* PAGE EXTRACT
•••••

Jer Thorpe: Yeah. So birds have been implicated with machine learning throughout pretty much its entire history.

 

Tamar Avishai: This is Jer Thorp. He's a data artist, adjunct faculty at NYU's Tisch School of the Arts, a Knowing Machines team member, and, naturally, a birder.

 

Jer Thorpe: And there's a few reasons for that. And one is that birds are a ubiquitous object. So we go back to look at some of the early experiments and work with machine learning and specifically computer vision. They were looking at classes of objects that they could find commonly in photographs, so they would look for things like cars and bicycles and desk lamps and of course, birds, because birds are everywhere. But the other one is that they serve this, this very specific purpose. That was a challenge for machine learning and continues to be, which is this idea of fine grained classification.

 

Tamar Avishai: Fine grained classification is a key thing to understand. It's one thing to say that an image contains a car or a motorcycle. We're all familiar with what Captcha wants us to find to prove that we're not robots online, but it's quite another to say that an image contains a 1957 Chevy coupe or a black crowned night heron. No one would get into a website ever again, but for some communities, God is in the details.

 

Jer Thorpe: So we have this huge community of hundreds of millions of birders all around the world who are doing this act. And so for the computer vision community, this was like catnip. There was this problem that was hard, but it was also a problem that there was a lot of data that had like, solved examples of it. And the reason for that is because [00:04:00] birders like to identify birds. And so one of the reasons why this became such a big thing was that at some point, these computer vision researchers who were kind of used to working in their own labs and their own kind of little rarified environment where they didn't like to talk to other people, realized, oh, wait a minute, there's these gigantic communities that are based around this problem. What if instead of scraping data from Flickr, we were to work directly with these communities to try to, like, build these machine learning systems that actually involve those people?

 

Tamar Avishai: These machine learning systems evolved into apps like Merlin, a bird identification project that uses sound and images to identify birds.

 

Jer Thorpe: This is a project that's actually a real, meaningful collaboration between a community and and these researchers.

 

Tamar Avishai: Birders, both amateur and professional, although the former certainly dwarfed the latter, have been around for centuries. And what's particularly interesting is that the history of birding is also the history of technology. As long as people have wanted to study birds, they've wanted better, more precise instruments for doing it. For all the prevalence of birdsong in the air, the birds themselves are both small and far away. So anything that brings us closer to the actual animal is a crucial step in the evolution of the discipline. Ironically, that often meant destroying the thing that we wanted to study in pursuit of studying it.

•••••

* JOBS
A – In the transcript on birds and machine learning, what does Merlin use to identify birds?
B – Shorten the paragraph of the transcript on birds and machine learning that begins "Fine grained classification is a key thing to understand," keeping its main facts.
C – Write the next part of the transcript on birds and machine learning, picking up after its final sentence.

* Coordinate annotation entries
•••••

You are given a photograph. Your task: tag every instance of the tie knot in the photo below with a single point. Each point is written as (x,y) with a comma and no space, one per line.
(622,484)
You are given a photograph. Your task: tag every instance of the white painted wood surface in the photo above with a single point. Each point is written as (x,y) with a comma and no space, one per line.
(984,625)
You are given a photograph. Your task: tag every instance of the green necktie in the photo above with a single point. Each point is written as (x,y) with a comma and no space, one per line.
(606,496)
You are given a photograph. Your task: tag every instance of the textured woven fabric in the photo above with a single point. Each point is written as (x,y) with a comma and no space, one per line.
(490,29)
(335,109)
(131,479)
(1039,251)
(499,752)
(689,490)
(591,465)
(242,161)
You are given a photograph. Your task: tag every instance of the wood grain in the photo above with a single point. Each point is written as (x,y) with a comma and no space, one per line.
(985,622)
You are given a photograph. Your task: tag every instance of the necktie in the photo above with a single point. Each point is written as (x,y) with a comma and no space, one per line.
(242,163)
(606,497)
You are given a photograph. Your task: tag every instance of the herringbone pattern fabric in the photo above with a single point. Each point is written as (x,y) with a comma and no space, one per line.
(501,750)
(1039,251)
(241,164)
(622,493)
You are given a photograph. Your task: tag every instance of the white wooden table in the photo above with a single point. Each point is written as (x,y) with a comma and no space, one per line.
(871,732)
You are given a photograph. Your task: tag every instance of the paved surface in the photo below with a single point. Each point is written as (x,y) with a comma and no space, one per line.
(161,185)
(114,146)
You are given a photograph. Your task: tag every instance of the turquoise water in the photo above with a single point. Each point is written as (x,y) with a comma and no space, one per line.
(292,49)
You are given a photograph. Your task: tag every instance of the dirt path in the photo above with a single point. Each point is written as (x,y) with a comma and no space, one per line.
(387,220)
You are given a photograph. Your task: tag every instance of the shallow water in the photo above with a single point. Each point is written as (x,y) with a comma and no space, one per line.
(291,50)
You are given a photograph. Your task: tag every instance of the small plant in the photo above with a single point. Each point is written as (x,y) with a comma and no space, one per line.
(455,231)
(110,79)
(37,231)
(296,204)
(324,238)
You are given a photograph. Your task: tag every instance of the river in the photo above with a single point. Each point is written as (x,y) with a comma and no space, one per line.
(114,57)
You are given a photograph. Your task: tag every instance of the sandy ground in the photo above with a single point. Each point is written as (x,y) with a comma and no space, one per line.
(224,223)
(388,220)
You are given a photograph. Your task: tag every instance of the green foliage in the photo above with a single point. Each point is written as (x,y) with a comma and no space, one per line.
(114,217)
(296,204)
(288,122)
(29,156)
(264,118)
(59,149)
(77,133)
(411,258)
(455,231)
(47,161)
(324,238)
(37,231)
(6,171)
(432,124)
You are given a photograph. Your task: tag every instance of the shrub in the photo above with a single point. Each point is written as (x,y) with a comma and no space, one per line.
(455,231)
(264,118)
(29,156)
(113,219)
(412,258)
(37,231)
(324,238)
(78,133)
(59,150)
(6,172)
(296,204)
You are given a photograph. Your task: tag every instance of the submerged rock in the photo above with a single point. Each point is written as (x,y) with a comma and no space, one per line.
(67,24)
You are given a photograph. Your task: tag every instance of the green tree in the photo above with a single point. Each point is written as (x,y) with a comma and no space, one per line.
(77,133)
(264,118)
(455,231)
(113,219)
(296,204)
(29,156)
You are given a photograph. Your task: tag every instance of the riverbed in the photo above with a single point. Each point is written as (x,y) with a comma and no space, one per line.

•••••

* TASK RESPONSES
A – Merlin uses sound and images to identify birds.

B – Fine grained classification is key: saying an image contains a car or motorcycle, as Captcha asks, is far easier than saying it contains a 1957 Chevy coupe or a black crowned night heron, yet for some communities those details matter most.

C –
 

Jer Thorpe: So binoculars, for example, were like a really useful technology because before binoculars existed, the way that you would get a close look at a bird as you would shoot it, and then you would look at its body. Wow.

 

Tamar Avishai: So enter the development of the [00:06:00] app Merlin and this meaningful collaboration between the birding community and machine learning researchers.

 

Hamsini Sridharan: It's like two communities coming together, right?

 

Tamar Avishai: This is Hamsini Sridharan. She's a doctoral student at the University of Southern California and Jer's partner in the Knowing Machines project.

 

Hamsini Sridharan: This sort of more common approach to machine learning data, right, has been to say, like, what can we scrape off the internet in bulk, and what's the cheapest way to get that annotated so that you have this like bigger, better, faster approach to AI? Basically of like if we just feed it as much crap as is available, that'll end up with a more sophisticated model.

 

Tamar Avishai: Birders, of course, are used to moving at a slower, more methodical pace. And so this initial partnership wasn't without its kinks. Scraping pictures of birds off of Flickr and using mechanical turkers to label them didn't impress the ornithologists at the Cornell Lab of Ornithology. The Mecca of bird science, and where the initial data set creators were invited to show their project.

 

Jer Thorpe: And the ornithologists were like, this is junk. There's no way we could use this. It's just not good enough. And it sort of spoke to the idea that, you know, birding is certainly this community of people who are very meticulous. You know, the whole process and practice of birding is really to, you know, we call it sort of puzzling out and identification and trying to figure out sort of exactly what you're looking at. And if the machine can't do that to the level that an average birder could do, then it's not a useful tool for birders.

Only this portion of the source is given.